§ **TASKS TO PERFORM**
#1 According to the science news column, which journal posted the report on the cause of graying hair on its website?
#2 For each statement below, say yes or no to whether it agrees with the science news column, and quote the words from the column that decide it. (a) The researchers found the cause of graying hair while studying a kind of cancer. (b) Dr. David E. Fisher says preventing gray hair is the team's goal. (c) The Johns Hopkins exercise study looked at people age 40-60.
#3 Pick up the science news column after its last sentence and keep writing it.

§ **TEXT PROVIDED**
——————
Scientists Trace Loss of Hair Color
By Ven Griva
Copley News Service
Few things are as inevitable as gray hair, yet scientists have for decades searched in vain for the cause of this unwelcome sign of aging.
In a report posted Dec. 23 on the Web site of the journal Science, researchers from Dana-Farber Cancer Institute and Children’s Hospital Boston say that in a case of serendipity they have found the cellular cause of graying hair while investigating the origins of a potentially fatal cancer: malignant melanoma.
The scientists traced loss of hair color to the gradual dying of adult stem cells that form a reservoir that spawns a continuous supply of new pigment-manufacturing cells called melanocytes. It is melanocytes that give hair its youthful hues.
Not only do the non-specialized stem cells become depleted, they also progressively make errors and turn into fully committed pigment cells in the wrong place within hair follicles, which is useless for coloring hair.
The new findings solve a long-standing puzzle about the underlying mechanism of graying. Of more interest to the researchers, though, is the pattern of cellular signals that triggers the death of pigment stem cells. That’s because melanoma is dangerous for the opposite reason – melanocytes proliferate uncontrollably to form tumors and are hard to kill with treatment.
The researches offer no hope for the terminally gray, though.
“Preventing the graying of hair is not our goal,” emphasizes Dr. David E. Fisher, director of the Dana-Farber Program in Melanoma, and senior author of the Science paper. “Our goal is to prevent or treat melanoma, and to the extent this research is revealing the life cycles of melanocytes, which are the cells that become cancerous in melanoma, we would love to identify a signal that would make a melanoma cell stop growing.”
In 2004, the American Cancer Society expects about 55,100 people to be diagnosed with melanoma, the most serious form of skin cancer, with an estimated 7,910 deaths.
NEVER TOO LATE TO EXERCISE
Researchers at Johns Hopkins School of Medicine have found that for people age 55-75 a moderate supervised exercise regimen can significantly offset the potentially deadly mix of risk factors for heart disease and diabetes known as metabolic syndrome.
The findings raise the importance of physical exercise in treating men and women with the metabolic syndrome, a clustering of three or more risk factors that make it more likely for someone to develop heart disease, diabetes and stroke – including high blood pressure, elevated blood glucose levels, excess abdominal fat and abnormal cholesterol levels.
Published Dec. 30 in the American Journal of Preventive Medicine, the study is believed to be the first to focus on exercise in treating metabolic syndrome in the elderly.
——————
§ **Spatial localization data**
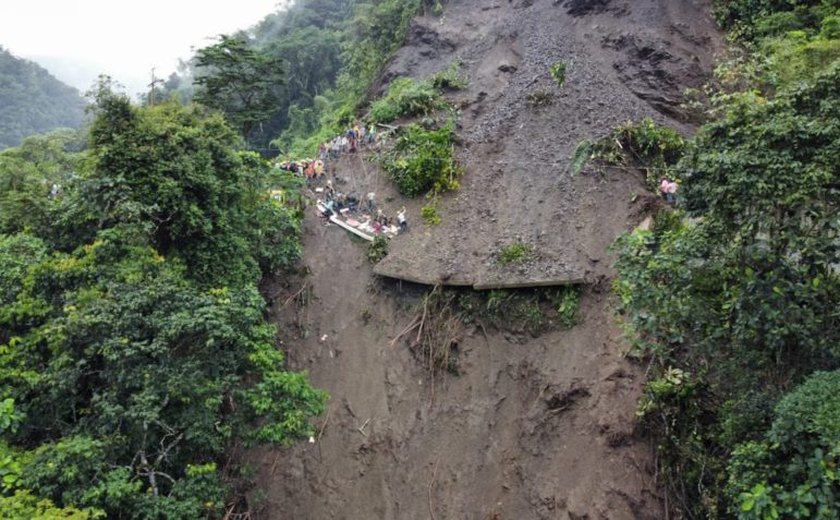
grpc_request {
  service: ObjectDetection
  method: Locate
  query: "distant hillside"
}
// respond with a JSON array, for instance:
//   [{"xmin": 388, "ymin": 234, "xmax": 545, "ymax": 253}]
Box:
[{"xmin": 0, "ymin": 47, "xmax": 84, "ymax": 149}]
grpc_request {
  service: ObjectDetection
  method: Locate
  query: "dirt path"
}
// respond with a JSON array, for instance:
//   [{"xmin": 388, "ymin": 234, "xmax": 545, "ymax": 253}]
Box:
——————
§ **YOUR RESPONSES**
#1 The journal Science posted the report on its website.

#2
(a) Yes: "they have found the cellular cause of graying hair while investigating the origins of a potentially fatal cancer: malignant melanoma"
(b) No: "Preventing the graying of hair is not our goal,"
(c) No: "for people age 55-75"

#3
To assess the benefits of exercise, the Johns Hopkins team studied 104 seniors for six months between July 1999 and Nov. 2003. All participants had no previous signs of cardiovascular disease beyond untreated, mild hypertension.
Half the participants were randomly assigned to a control group that received a booklet encouraging increased activity, such as walking, to promote good health. That half showed negligible improvement.
The other half participated for 60 minutes three times a week in a supervised series of exercises designed to work all major muscle groups, the heart and circulation. The regimen included aerobic exercises and weightlifting. For that half, aerobic fitness increased 16 percent and strength fitness increased 17 percent, thus reducing the risk of heart disease and diabetes.
Average weight loss in the exercising group was only 4 pounds because much of the loss of fat was offset by increased muscle mass. Abdominal fat, an important risk factor for metabolic syndrome, was reduced by 20 percent for those in the exercising group.
By the end of their six months, the 52 members of the exercising group had no new cases of metabolic syndrome and the condition had resolved in nine of them.
“A novel finding of our study was that the changes in disease risk factors with exercise training were more closely related to reductions in body fat, particularly abdominal fat, and increases in muscle tissue, rather than improvements in fitness, said lead study author Dr. Kerry Stewart, professor of medicine and director of clinical exercise physiology and heart health programs at The Johns Hopkins University School of Medicine and its Heart Institute.
Estimates of the prevalence of metabolic syndrome range from 25 percent to 40 percent of American adults age 40 and older.